◆ Complete the following:
1. Retype the passage of the text on local LLM inference speeds that begins at the words "Full CPU inference" and ends after "(24 GB GPU)".
2. Extend the text on local LLM inference speeds, picking up directly after its final line.
**** Text shown
Full CPU inference on DDR5-4800 dual-channel systems can manage 1 to 3 tokens per second for a 7B Q4_K_M model. Apple Silicon unified memory avoids the PCIe bottleneck entirely, making partial offload patterns less penalizing on M-series chips. A 34B Q4_K_M model at 4096 context on an M4 Max with 128 GB unified memory achieves 10+ tokens per second thanks to the ~400 GB/s memory bandwidth.

VRAM Consumption Breakdown by Model Size and Quantization (24 GB GPU)
********
**** Available data
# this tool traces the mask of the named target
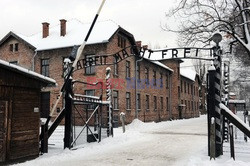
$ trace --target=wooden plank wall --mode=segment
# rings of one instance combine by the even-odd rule
[[[15,88],[11,118],[10,159],[39,155],[40,93],[34,89]]]
[[[0,100],[9,103],[7,160],[39,155],[41,82],[0,67]],[[2,127],[0,126],[0,131]]]

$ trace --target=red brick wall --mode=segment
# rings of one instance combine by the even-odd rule
[[[118,32],[119,33],[119,32]],[[120,51],[122,48],[118,47],[118,35],[122,34],[115,34],[110,39],[108,43],[104,44],[94,44],[94,45],[87,45],[84,49],[83,55],[86,54],[93,54],[93,55],[107,55],[107,54],[114,54]],[[130,46],[131,43],[129,42],[128,38],[123,35],[126,39],[126,46]],[[27,68],[31,68],[32,64],[32,57],[34,55],[34,51],[30,50],[26,45],[20,43],[19,44],[19,53],[10,53],[9,52],[9,44],[11,42],[15,42],[15,40],[8,40],[4,43],[0,48],[0,57],[4,58],[7,61],[14,61],[18,60],[22,66],[26,66]],[[53,107],[53,104],[56,101],[57,96],[60,93],[60,88],[63,85],[64,79],[63,75],[63,58],[68,57],[71,53],[72,47],[70,48],[62,48],[62,49],[53,49],[53,50],[46,50],[46,51],[39,51],[35,57],[35,71],[41,73],[41,59],[49,59],[49,76],[57,81],[57,87],[49,87],[43,89],[43,91],[50,91],[51,98],[50,98],[50,110]],[[129,51],[128,51],[129,52]],[[4,55],[4,56],[3,56]],[[127,80],[125,78],[125,71],[126,71],[126,61],[130,61],[130,72],[131,78],[135,77],[135,60],[136,57],[130,56],[125,60],[118,63],[118,75],[114,75],[114,65],[106,65],[106,66],[96,66],[95,70],[96,73],[94,75],[86,75],[84,69],[77,70],[73,73],[74,80],[81,80],[84,82],[89,82],[90,78],[95,78],[96,81],[102,80],[105,83],[105,73],[106,68],[110,67],[112,71],[111,79],[113,80],[113,90],[117,90],[119,93],[119,109],[114,110],[114,116],[119,119],[119,114],[124,112],[126,114],[126,122],[130,123],[135,118],[135,110],[136,110],[136,90],[133,87],[127,88]],[[112,63],[112,58],[109,60],[108,63]],[[173,69],[173,72],[159,67],[158,65],[148,61],[143,60],[139,62],[140,64],[140,75],[142,79],[145,79],[145,67],[149,68],[149,79],[150,82],[153,79],[153,70],[156,71],[156,79],[160,79],[160,73],[163,74],[163,86],[154,88],[137,88],[137,93],[141,95],[141,109],[139,110],[138,117],[142,121],[162,121],[168,120],[170,118],[178,119],[179,118],[179,104],[181,102],[181,96],[178,96],[178,87],[180,88],[180,73],[179,73],[179,64],[181,61],[177,60],[164,60],[162,63]],[[168,84],[169,87],[166,87],[166,76],[168,75]],[[96,82],[96,81],[92,81]],[[91,82],[91,81],[90,81]],[[104,84],[105,86],[105,84]],[[195,83],[195,86],[196,85]],[[87,85],[80,85],[76,84],[74,86],[74,92],[84,94],[84,91],[87,89],[91,89]],[[101,87],[95,89],[95,95],[101,95]],[[126,110],[126,92],[130,92],[131,94],[131,109]],[[146,110],[146,95],[149,95],[150,101],[150,109]],[[157,109],[154,109],[154,96],[157,97]],[[161,97],[163,97],[163,109],[161,109]],[[167,109],[167,102],[166,98],[168,97],[169,100],[169,109]],[[106,100],[106,91],[103,90],[103,99]],[[190,99],[191,100],[191,99]],[[198,98],[194,99],[195,101]],[[58,108],[62,109],[63,107],[63,100],[60,101]],[[83,107],[82,107],[83,108]],[[81,108],[81,109],[82,109]],[[83,113],[84,115],[84,113]],[[193,114],[188,113],[186,117],[197,116],[198,114],[194,112]],[[56,116],[56,114],[55,114]]]
[[[10,51],[10,44],[18,43],[18,51]],[[0,45],[0,59],[13,62],[17,61],[18,65],[32,69],[32,58],[34,51],[30,49],[24,42],[20,42],[14,37],[10,37],[6,42]]]

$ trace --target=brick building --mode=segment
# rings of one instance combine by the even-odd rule
[[[200,108],[200,80],[196,72],[186,69],[181,70],[180,85],[180,118],[191,118],[199,116]]]
[[[57,81],[57,87],[43,89],[42,117],[49,115],[64,82],[64,59],[69,57],[74,45],[82,44],[83,37],[90,26],[77,20],[64,19],[60,20],[57,26],[50,28],[49,25],[46,22],[42,23],[42,32],[30,37],[10,32],[0,41],[0,59],[34,70]],[[112,21],[103,21],[96,24],[82,56],[88,58],[110,55],[136,44],[140,45],[140,42],[135,42],[131,33]],[[113,63],[115,59],[105,60]],[[140,59],[138,56],[128,56],[121,62],[110,65],[115,119],[119,119],[120,112],[126,114],[128,123],[136,116],[142,121],[198,116],[200,82],[197,75],[195,79],[190,80],[180,74],[181,62],[181,60],[149,61],[145,58]],[[108,66],[86,67],[75,71],[73,78],[90,83],[105,82],[106,67]],[[135,82],[137,82],[136,85]],[[190,94],[180,93],[181,82],[189,84]],[[78,93],[95,96],[100,96],[101,89],[102,87],[88,85],[75,87]],[[183,103],[181,102],[185,96],[188,97],[187,103],[192,103],[190,106],[185,104],[184,100]],[[184,104],[189,107],[186,107],[187,110],[181,112],[180,116],[180,107]],[[57,110],[61,110],[62,107],[63,100]]]

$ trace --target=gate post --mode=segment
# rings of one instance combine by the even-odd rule
[[[64,149],[71,148],[72,137],[72,78],[69,79],[65,93],[65,131],[64,131]]]
[[[113,111],[112,111],[112,90],[111,90],[111,69],[110,67],[106,68],[106,86],[107,86],[107,101],[109,102],[108,105],[108,129],[107,129],[107,135],[108,137],[110,135],[113,136]]]

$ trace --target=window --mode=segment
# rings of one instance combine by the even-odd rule
[[[85,90],[85,95],[95,96],[95,90]],[[93,110],[95,109],[95,106],[96,106],[95,104],[91,104],[91,105],[87,105],[87,108]]]
[[[126,61],[126,78],[130,78],[130,61]]]
[[[10,44],[10,51],[13,52],[14,45]]]
[[[163,111],[163,97],[161,97],[161,111]]]
[[[126,47],[126,39],[122,36],[118,36],[118,47],[125,48]]]
[[[167,111],[169,110],[169,101],[168,101],[168,97],[166,97],[166,108],[167,108]]]
[[[190,107],[190,101],[188,101],[188,110],[190,110],[190,108],[191,108],[191,107]]]
[[[114,75],[118,75],[118,63],[115,57],[114,57]]]
[[[140,79],[141,79],[140,70],[141,70],[141,65],[140,65],[140,64],[137,64],[136,78],[137,78],[137,80],[139,80],[139,81],[140,81]]]
[[[188,106],[188,105],[187,105],[187,100],[185,100],[185,107],[186,107],[185,110],[187,110],[187,106]]]
[[[156,71],[153,70],[153,81],[154,81],[154,85],[156,85]]]
[[[154,96],[154,110],[157,110],[157,98]]]
[[[145,80],[145,83],[149,84],[149,69],[147,67],[145,68]]]
[[[114,90],[113,91],[113,106],[115,110],[119,109],[119,104],[118,104],[118,91]]]
[[[146,109],[149,110],[149,95],[146,95]]]
[[[131,98],[130,98],[130,92],[126,92],[126,109],[131,109]]]
[[[10,63],[11,63],[11,64],[14,64],[14,65],[17,65],[17,64],[18,64],[17,61],[11,61]]]
[[[49,77],[49,59],[41,60],[41,74]]]
[[[178,75],[178,79],[180,79],[180,67],[177,67],[177,75]]]
[[[192,107],[192,111],[194,111],[194,102],[191,101],[191,107]]]
[[[160,73],[160,86],[161,87],[163,86],[163,75],[162,75],[162,73]]]
[[[10,51],[17,52],[18,51],[18,43],[10,44]]]
[[[141,94],[137,94],[137,109],[140,110],[141,109]]]
[[[18,43],[15,43],[15,51],[18,51]]]
[[[95,64],[93,62],[93,56],[94,55],[86,55],[85,59],[86,59],[86,65],[87,67],[85,67],[85,74],[95,74]]]

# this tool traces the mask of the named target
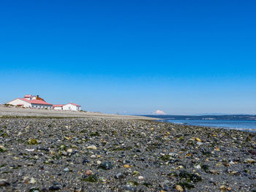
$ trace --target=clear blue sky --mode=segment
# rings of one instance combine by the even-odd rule
[[[7,1],[0,103],[256,114],[255,1]]]

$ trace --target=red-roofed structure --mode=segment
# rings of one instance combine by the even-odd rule
[[[39,109],[53,109],[53,104],[43,100],[33,99],[35,98],[31,95],[26,95],[24,98],[18,98],[7,104],[15,106],[23,106],[24,107],[33,107]]]
[[[25,95],[24,98],[18,98],[7,103],[8,104],[23,107],[32,107],[38,109],[53,109],[58,110],[80,111],[81,106],[72,102],[67,104],[51,104],[46,102],[39,96]]]

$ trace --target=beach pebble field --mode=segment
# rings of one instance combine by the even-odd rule
[[[0,191],[256,191],[256,134],[121,118],[2,117]]]

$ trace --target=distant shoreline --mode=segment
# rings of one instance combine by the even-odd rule
[[[140,119],[140,120],[157,120],[157,118],[135,116],[105,114],[94,112],[77,112],[63,111],[55,110],[39,110],[32,108],[23,108],[15,107],[6,107],[0,105],[0,118],[124,118],[124,119]]]
[[[165,120],[256,120],[254,115],[146,115],[145,117],[160,118]]]

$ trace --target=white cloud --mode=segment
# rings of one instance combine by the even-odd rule
[[[166,115],[165,112],[164,112],[163,111],[161,111],[159,110],[156,110],[154,112],[153,112],[154,114],[156,114],[156,115]]]

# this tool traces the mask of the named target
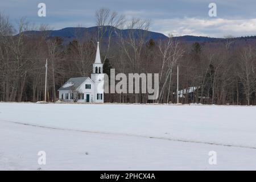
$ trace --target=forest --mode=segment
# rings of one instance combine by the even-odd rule
[[[232,36],[213,42],[177,40],[169,35],[147,36],[151,22],[126,18],[106,9],[95,13],[97,31],[77,32],[77,39],[48,35],[47,24],[31,25],[22,18],[17,26],[0,14],[0,101],[44,100],[46,60],[47,96],[59,100],[58,89],[69,78],[90,76],[97,42],[100,43],[103,72],[159,73],[156,100],[147,94],[104,95],[105,102],[176,103],[177,68],[179,102],[215,105],[256,105],[256,41]],[[126,28],[126,34],[117,31]],[[27,34],[29,30],[37,34]]]

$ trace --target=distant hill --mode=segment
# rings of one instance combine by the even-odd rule
[[[109,31],[111,28],[111,27],[106,26],[107,31],[105,34],[104,35],[105,37],[108,37],[109,34]],[[114,38],[118,36],[118,34],[122,34],[123,37],[127,37],[129,34],[129,29],[120,30],[116,28],[114,28],[114,31],[113,36]],[[81,38],[84,36],[91,36],[92,35],[96,35],[97,34],[98,27],[92,27],[89,28],[85,27],[67,27],[58,30],[49,30],[47,31],[47,34],[49,37],[59,36],[63,39],[64,42],[69,42],[76,38]],[[141,30],[136,30],[137,34],[139,34],[140,31],[144,31]],[[28,31],[25,32],[26,34],[28,36],[31,35],[36,35],[40,34],[39,31]],[[152,39],[154,40],[164,39],[167,37],[163,34],[152,32],[147,31],[147,40]],[[185,35],[181,36],[175,37],[179,40],[185,41],[185,42],[214,42],[217,40],[221,40],[224,39],[209,38],[207,36],[197,36],[192,35]],[[239,40],[247,40],[248,39],[256,39],[256,36],[250,37],[240,37],[234,38]]]

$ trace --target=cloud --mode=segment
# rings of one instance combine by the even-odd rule
[[[196,18],[155,19],[152,31],[174,36],[191,35],[221,38],[226,35],[234,36],[255,35],[256,18],[226,19]]]

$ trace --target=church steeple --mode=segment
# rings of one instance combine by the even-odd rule
[[[93,73],[102,73],[103,64],[101,63],[101,54],[100,53],[99,42],[97,42],[96,56],[93,64]]]
[[[97,46],[96,57],[95,58],[94,63],[101,63],[101,54],[100,53],[99,42],[97,42],[98,46]]]

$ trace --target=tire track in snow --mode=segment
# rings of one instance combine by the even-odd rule
[[[122,135],[122,136],[135,136],[135,137],[143,137],[143,138],[145,138],[161,139],[161,140],[170,140],[170,141],[174,141],[174,142],[201,143],[201,144],[210,144],[210,145],[221,146],[224,146],[224,147],[240,147],[240,148],[244,148],[256,149],[256,147],[250,147],[250,146],[242,146],[242,145],[229,144],[220,143],[217,143],[217,142],[203,142],[203,141],[189,140],[181,139],[177,139],[177,138],[165,138],[165,137],[159,137],[159,136],[150,136],[140,135],[132,134],[123,134],[123,133],[110,133],[110,132],[105,132],[105,131],[96,131],[82,130],[77,130],[77,129],[69,129],[60,128],[60,127],[56,127],[42,126],[42,125],[31,124],[31,123],[22,123],[22,122],[15,122],[15,121],[7,121],[7,120],[2,120],[2,119],[1,119],[0,121],[3,121],[3,122],[6,122],[12,123],[15,123],[15,124],[18,124],[18,125],[25,125],[25,126],[33,126],[33,127],[42,127],[42,128],[52,129],[52,130],[63,130],[63,131],[77,131],[77,132],[93,133],[93,134],[116,135]]]

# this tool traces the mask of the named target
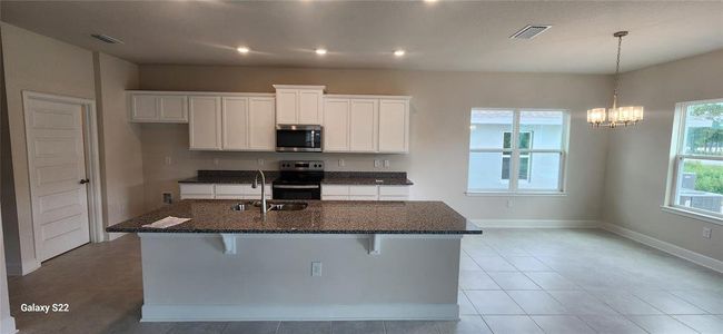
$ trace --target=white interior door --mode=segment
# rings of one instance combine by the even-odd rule
[[[36,253],[46,261],[90,242],[83,105],[24,105]]]

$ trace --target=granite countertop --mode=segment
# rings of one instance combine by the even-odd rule
[[[264,170],[266,183],[279,177],[278,170]],[[256,170],[199,170],[198,176],[181,179],[179,184],[252,184]],[[405,171],[326,171],[321,184],[328,185],[414,185]]]
[[[307,200],[297,212],[259,208],[236,212],[239,200],[188,199],[106,228],[127,233],[269,233],[269,234],[482,234],[442,202]],[[269,203],[289,203],[270,200]],[[168,228],[142,225],[167,216],[191,218]]]

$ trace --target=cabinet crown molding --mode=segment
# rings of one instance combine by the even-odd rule
[[[314,89],[326,90],[326,86],[318,85],[273,85],[276,89]]]

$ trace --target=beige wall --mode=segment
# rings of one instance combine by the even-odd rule
[[[661,210],[675,104],[723,98],[723,50],[625,73],[621,89],[645,121],[610,136],[604,219],[723,261],[723,226]]]
[[[19,240],[22,266],[30,267],[37,259],[21,94],[32,90],[95,99],[92,52],[7,23],[2,23],[2,46],[18,219],[17,235],[6,233]]]
[[[393,70],[324,70],[204,66],[140,66],[141,89],[273,92],[273,84],[326,85],[329,94],[412,96],[408,155],[306,155],[192,153],[186,125],[142,125],[148,207],[162,191],[178,196],[179,178],[196,169],[276,169],[276,161],[321,158],[329,170],[375,170],[374,159],[392,161],[415,183],[413,198],[442,199],[469,218],[597,219],[603,195],[607,131],[590,129],[585,110],[605,105],[608,76],[474,73]],[[473,107],[565,108],[572,111],[567,196],[467,197],[469,110]],[[166,156],[171,165],[165,165]],[[344,158],[346,167],[338,167]],[[218,159],[218,165],[214,164]]]
[[[145,212],[140,128],[128,122],[126,98],[127,89],[138,88],[138,66],[98,52],[95,66],[103,220],[113,225]]]

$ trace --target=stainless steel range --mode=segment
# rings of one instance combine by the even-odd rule
[[[280,176],[273,184],[274,199],[321,199],[324,161],[279,161]]]

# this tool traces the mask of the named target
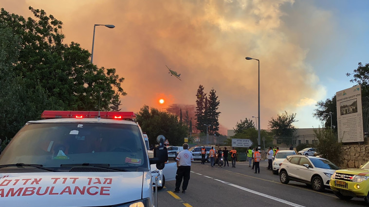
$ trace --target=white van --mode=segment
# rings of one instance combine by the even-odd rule
[[[135,117],[45,111],[27,122],[0,156],[1,206],[152,207],[150,165],[167,153],[162,138],[149,159]]]

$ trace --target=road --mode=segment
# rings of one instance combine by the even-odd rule
[[[175,181],[166,182],[158,192],[158,206],[366,206],[363,199],[340,200],[330,189],[316,192],[296,182],[282,184],[279,175],[266,169],[267,161],[261,161],[260,166],[260,174],[254,174],[248,162],[238,162],[235,168],[218,168],[195,161],[186,193],[173,192]]]

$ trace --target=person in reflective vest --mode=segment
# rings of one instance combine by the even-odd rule
[[[232,156],[232,167],[236,167],[236,159],[237,158],[237,151],[235,149],[234,147],[232,148],[232,150],[229,151],[231,153]]]
[[[215,150],[214,150],[214,147],[211,147],[211,149],[209,151],[209,156],[210,156],[210,166],[213,167],[215,158]]]
[[[255,149],[255,152],[254,153],[254,163],[255,164],[255,172],[256,173],[260,173],[260,153],[258,151],[258,148]]]
[[[251,167],[251,160],[252,160],[252,150],[251,147],[249,147],[247,150],[247,159],[249,160],[249,167]]]
[[[205,155],[206,155],[206,148],[204,146],[201,148],[201,164],[205,164]]]

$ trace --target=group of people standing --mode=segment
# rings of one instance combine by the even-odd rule
[[[209,151],[209,156],[210,158],[210,166],[213,167],[214,166],[214,163],[215,161],[216,155],[218,155],[218,158],[220,159],[222,157],[224,160],[224,165],[225,167],[226,164],[227,167],[229,167],[229,164],[228,161],[228,153],[231,154],[231,157],[232,157],[232,167],[236,167],[236,161],[237,157],[237,151],[235,149],[234,147],[232,147],[232,150],[230,151],[227,149],[226,147],[224,147],[224,149],[222,150],[221,147],[218,147],[218,150],[216,152],[214,147],[211,147],[211,149]],[[201,148],[201,164],[204,165],[205,161],[206,161],[206,149],[205,146],[203,146]],[[218,159],[218,167],[222,167],[221,166],[220,163]]]

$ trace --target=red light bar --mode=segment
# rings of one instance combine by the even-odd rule
[[[98,111],[44,111],[41,114],[41,119],[55,118],[97,118]],[[136,115],[132,112],[126,111],[100,111],[101,119],[131,120],[136,119]]]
********
◆ Answers given:
1.
Full CPU inference on DDR5-4800 dual-channel systems can manage 1 to 3 tokens per second for a 7B Q4_K_M model. Apple Silicon unified memory avoids the PCIe bottleneck entirely, making partial offload patterns less penalizing on M-series chips. A 34B Q4_K_M model at 4096 context on an M4 Max with 128 GB unified memory achieves 10+ tokens per second thanks to the ~400 GB/s memory bandwidth.

VRAM Consumption Breakdown by Model Size and Quantization (24 GB GPU)

2.
Model	Q8_0	Q6_K	Q5_K_M	Q4_K_M	Q3_K_S
7B	~7.7 GB / ~35 t/s	~5.8 GB / ~42 t/s	~5.1 GB / ~45 t/s	~4.4 GB / ~48 t/s	~3.7 GB / ~44 t/s
13B	~14.3 GB / ~20 t/s	~10.8 GB / ~25 t/s	~9.5 GB / ~27 t/s	~8.2 GB / ~29 t/s	~6.9 GB / ~26 t/s
34B	~37.4 GB / CPU*	~28.2 GB / CPU*	~24.8 GB / partial	~21.8 GB / ~12 t/s	~18.0 GB / ~11 t/s
70B	~77.0 GB / CPU*	~58.1 GB / CPU*	~51.1 GB / CPU*	~44.8 GB / CPU*	~37.1 GB / CPU*

*Requires partial or full CPU offload on 24 GB. Tokens/sec estimates assume single-request inference on an RTX 4090 or comparable 24 GB GPU. Weight-only estimates; add 0.5 to 2.0 GB for KV cache and overhead depending on context length.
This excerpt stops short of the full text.